**Exercise description:** Go through the entries and transcribe each one exactly, dropping the pictures.

BEGIN Records shown

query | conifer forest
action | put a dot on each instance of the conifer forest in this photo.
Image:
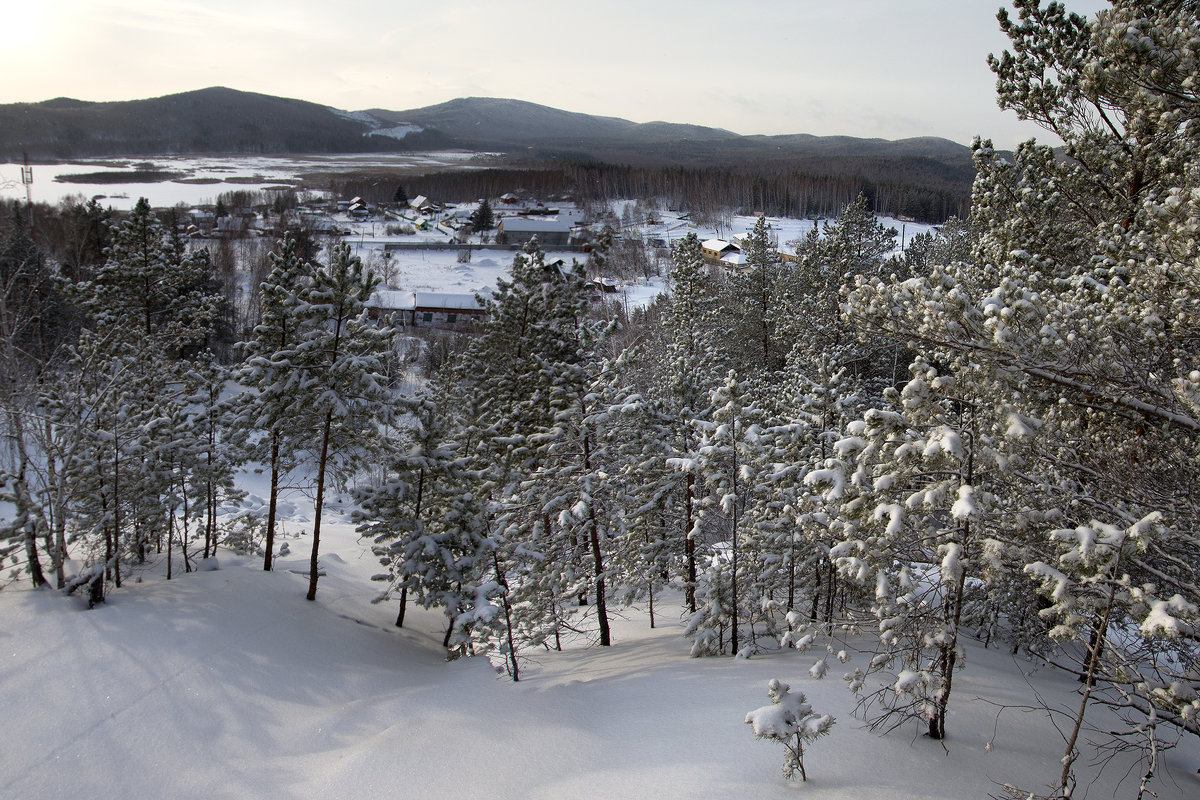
(883, 456)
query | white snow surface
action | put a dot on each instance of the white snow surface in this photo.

END Records shown

**Response for this exercise:**
query | conifer forest
action | put a dot on each instance of the conifer forest in this photo.
Image:
(883, 456)
query | white snow surface
action | put a dot on each instance of the white snow surface in this photo.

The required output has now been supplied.